===== The input =====

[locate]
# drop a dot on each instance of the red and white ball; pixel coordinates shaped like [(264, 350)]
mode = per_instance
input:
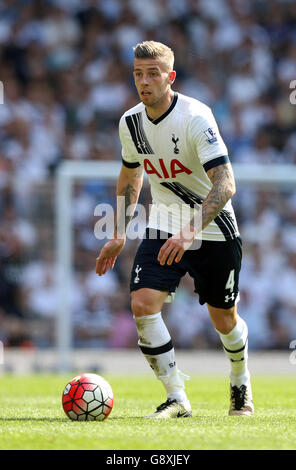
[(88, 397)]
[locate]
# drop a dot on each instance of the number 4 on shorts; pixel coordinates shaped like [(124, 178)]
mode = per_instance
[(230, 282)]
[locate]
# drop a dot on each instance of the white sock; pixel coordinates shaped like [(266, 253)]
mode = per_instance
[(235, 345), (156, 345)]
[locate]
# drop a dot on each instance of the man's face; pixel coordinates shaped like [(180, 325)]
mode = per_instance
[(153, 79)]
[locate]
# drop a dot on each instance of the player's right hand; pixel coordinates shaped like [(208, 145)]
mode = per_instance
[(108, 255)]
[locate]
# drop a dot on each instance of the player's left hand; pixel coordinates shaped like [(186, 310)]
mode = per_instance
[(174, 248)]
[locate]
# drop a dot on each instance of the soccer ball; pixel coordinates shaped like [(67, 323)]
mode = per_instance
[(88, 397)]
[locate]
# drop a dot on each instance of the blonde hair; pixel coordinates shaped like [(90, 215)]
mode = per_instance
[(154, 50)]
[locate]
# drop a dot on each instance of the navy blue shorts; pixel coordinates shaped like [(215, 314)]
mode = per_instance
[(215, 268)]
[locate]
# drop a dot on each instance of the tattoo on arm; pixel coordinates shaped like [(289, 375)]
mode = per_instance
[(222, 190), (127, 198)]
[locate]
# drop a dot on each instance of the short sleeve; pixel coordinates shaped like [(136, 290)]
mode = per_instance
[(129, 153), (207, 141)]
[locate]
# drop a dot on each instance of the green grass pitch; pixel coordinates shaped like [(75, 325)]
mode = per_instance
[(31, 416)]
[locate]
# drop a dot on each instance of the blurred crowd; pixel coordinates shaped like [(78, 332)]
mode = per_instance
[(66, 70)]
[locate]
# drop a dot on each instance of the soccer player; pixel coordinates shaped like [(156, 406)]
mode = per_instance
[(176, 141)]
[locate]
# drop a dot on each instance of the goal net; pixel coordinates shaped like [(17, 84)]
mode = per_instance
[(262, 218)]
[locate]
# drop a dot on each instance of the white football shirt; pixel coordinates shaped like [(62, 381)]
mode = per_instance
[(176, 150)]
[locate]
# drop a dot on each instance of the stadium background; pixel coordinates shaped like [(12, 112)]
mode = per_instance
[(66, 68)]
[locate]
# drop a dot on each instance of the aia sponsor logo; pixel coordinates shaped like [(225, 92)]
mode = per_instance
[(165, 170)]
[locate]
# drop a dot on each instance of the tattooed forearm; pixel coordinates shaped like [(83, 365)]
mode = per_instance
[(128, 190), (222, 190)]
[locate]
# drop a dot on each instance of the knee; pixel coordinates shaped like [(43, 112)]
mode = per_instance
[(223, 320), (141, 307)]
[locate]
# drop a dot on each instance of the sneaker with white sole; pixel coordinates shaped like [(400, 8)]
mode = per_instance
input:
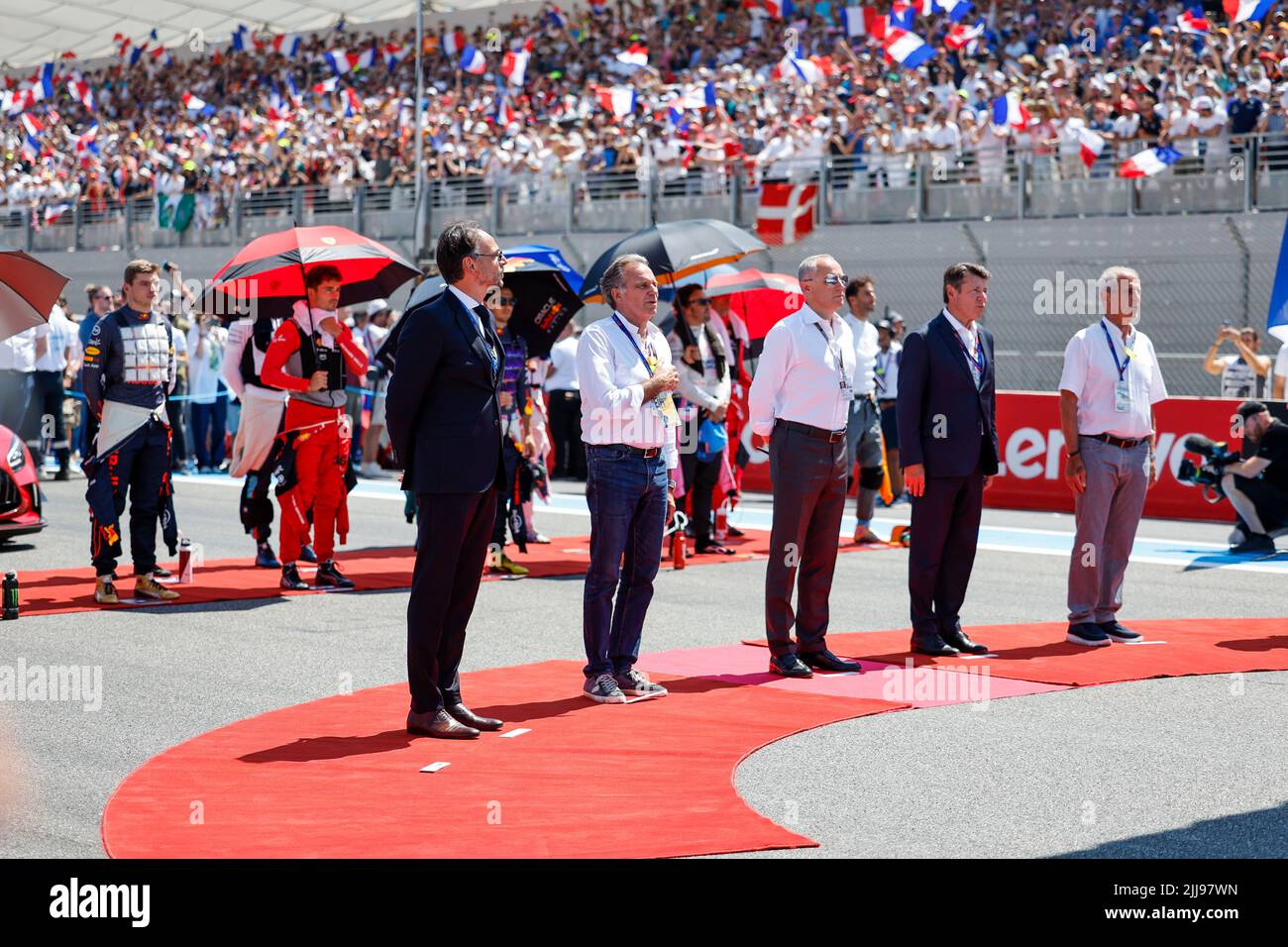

=====

Task objective: Rewrite every line of the records above as a numbered list, leaving out blank lines and the pictures.

Result below:
1. [locate]
2. # drop a dot on each instance of the red and white ball; pixel coordinates shaped like [(264, 350)]
3. mode = per_instance
4. input:
5. [(88, 397)]
6. [locate]
7. # drop a dot on each instance of the number 4 on shorts; pixel coordinates shaped like [(124, 178)]
8. mode = per_instance
9. [(230, 282)]
10. [locate]
11. # drop a dot on each instance of the white sock; pixel coordinates shaped like [(266, 253)]
12. mode = per_instance
13. [(235, 345), (156, 345)]
14. [locate]
15. # drop a dot on each instance of the man's face; pixel coordinates shaped like [(180, 325)]
16. mode = per_instance
17. [(153, 79)]
18. [locate]
19. # drop a dot on each instance of the player's right hand; pixel coordinates shaped like [(208, 145)]
20. mode = per_instance
21. [(108, 255)]
22. [locate]
23. # drop a dot on each instance of the player's left hand; pixel coordinates shaped like [(186, 310)]
24. mode = per_instance
25. [(174, 248)]
26. [locate]
27. # drop a dot on each instance of the soccer ball; pixel coordinates shaped like [(67, 323)]
28. mode = per_instance
29. [(88, 397)]
30. [locate]
31. # drop a dot on each instance of the blonde hair; pixel coordinates shaped like [(90, 215)]
32. mode = per_instance
33. [(154, 50)]
34. [locate]
35. # drop a dot on each instance of the navy blue shorts; pixel coordinates shaped like [(215, 314)]
36. mode = per_instance
37. [(215, 268)]
38. [locate]
39. # drop a dot on each instance of the tattoo on arm; pixel coordinates shaped like [(289, 375)]
40. mode = per_instance
41. [(222, 190), (127, 198)]
42. [locate]
43. # drop a dot on each instance of the short sleeve; pixel coordinates shaped like [(136, 290)]
44. mode = per_instance
45. [(129, 153), (207, 141)]
46. [locate]
47. # drop a dot on each instance of the green grass pitch; pixel coordinates shaped like [(75, 325)]
48. mode = per_instance
49. [(31, 416)]
50. [locate]
51. # drop a dot on each instance of the blurred crowd; pixel coordinates shaped like [(78, 332)]
52. mode = per_instance
53. [(66, 70)]
54. [locate]
55. # drop a dot on each instance of the soccer player; pixel coordinates shaped like [(156, 406)]
56. mode = per_instance
57. [(176, 141)]
58. [locate]
59. # drop a dot on each instance of the goal net; pixel coordinates shaped like [(17, 84)]
60. mode = per_instance
61. [(262, 218)]
62. [locate]
63. # drop a dot on each instance of the white football shirt; pixel coordinates shaped like [(62, 381)]
64. mode = per_instance
65. [(176, 150)]
66. [locate]
67. # drop a dot on each instance of the stadium background; pixel coordinates shaped like [(12, 112)]
68. mode = per_instance
69. [(66, 68)]
70. [locate]
71. # drop a dot on each instance of the aia sponsor logo; pixel coordinates shaped like [(225, 92)]
72. mode = per_instance
73. [(165, 170)]
74. [locate]
75. # drop a dot on each instance of the tattooed forearm; pixel coordinates shaped like [(83, 365)]
76. mode = per_instance
77. [(128, 190), (222, 190)]
78. [locate]
79. # drop a dot on each instance of the knee; pixel coordinates shaped like [(43, 112)]
80. mode = per_instance
81. [(223, 320), (141, 307)]
82. [locate]
83. # drop a dot on each instance of the sneaker with white sole; pixel coordinates shaped like [(400, 8)]
84. mode = per_instance
85. input:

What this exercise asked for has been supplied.